## INPUT ROWS
>> BEGIN

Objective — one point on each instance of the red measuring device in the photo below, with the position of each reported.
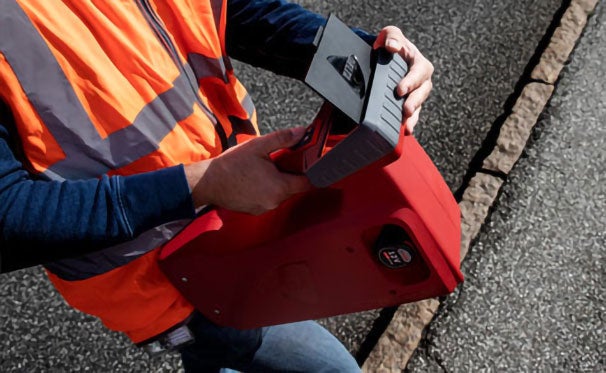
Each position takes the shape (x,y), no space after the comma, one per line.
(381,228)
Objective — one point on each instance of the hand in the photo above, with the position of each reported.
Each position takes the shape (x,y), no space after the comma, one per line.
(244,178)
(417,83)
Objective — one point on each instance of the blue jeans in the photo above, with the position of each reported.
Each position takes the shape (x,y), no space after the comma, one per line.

>> END
>> BEGIN

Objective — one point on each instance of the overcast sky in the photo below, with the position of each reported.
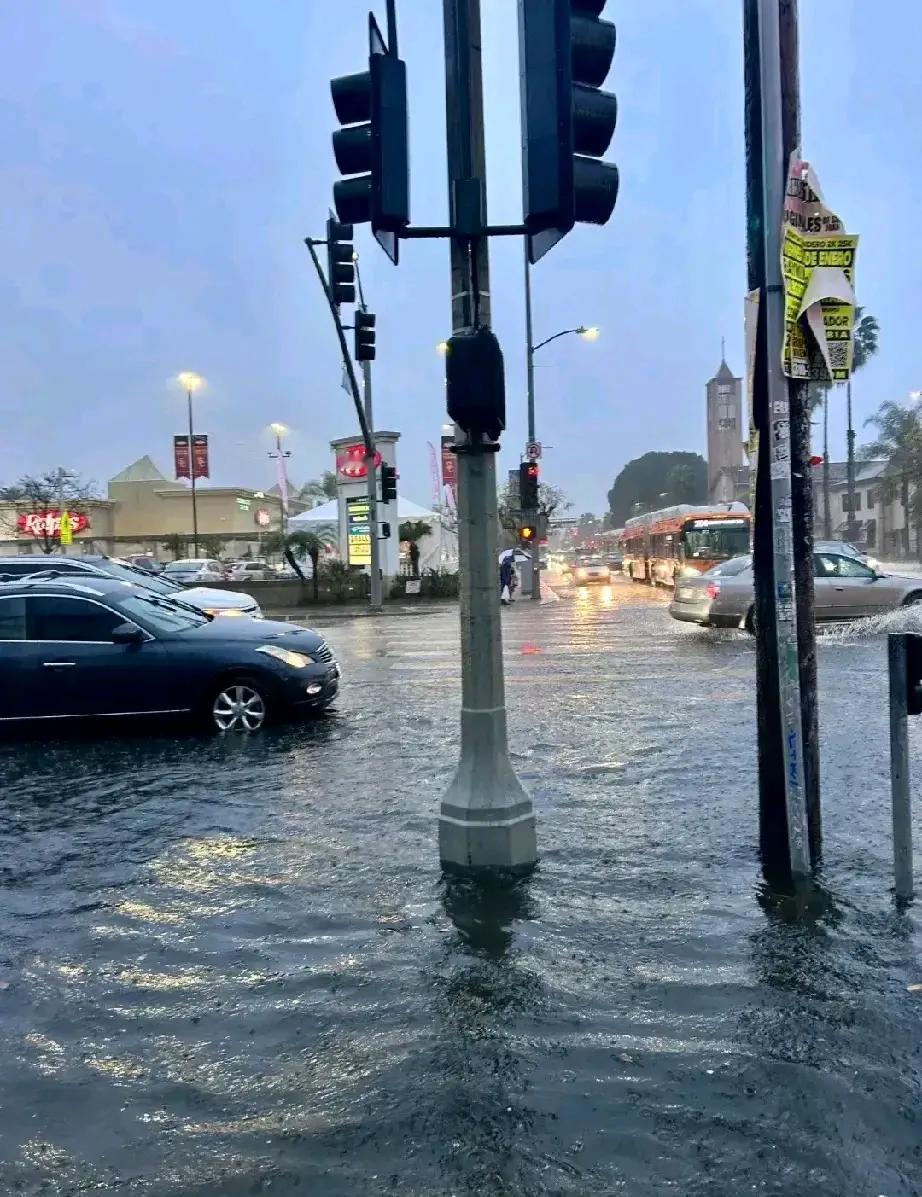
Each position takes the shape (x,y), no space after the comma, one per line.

>> END

## AIM OF THE TASK
List every line of the rows above that contains the string "below", matching case exactly.

## FULL ANSWER
Objective — one point on each instance of the red measuring device in the photo below, with the position of each reported.
Objective — one point on each instance of the overcast sky in the photo below, with the position of each reported.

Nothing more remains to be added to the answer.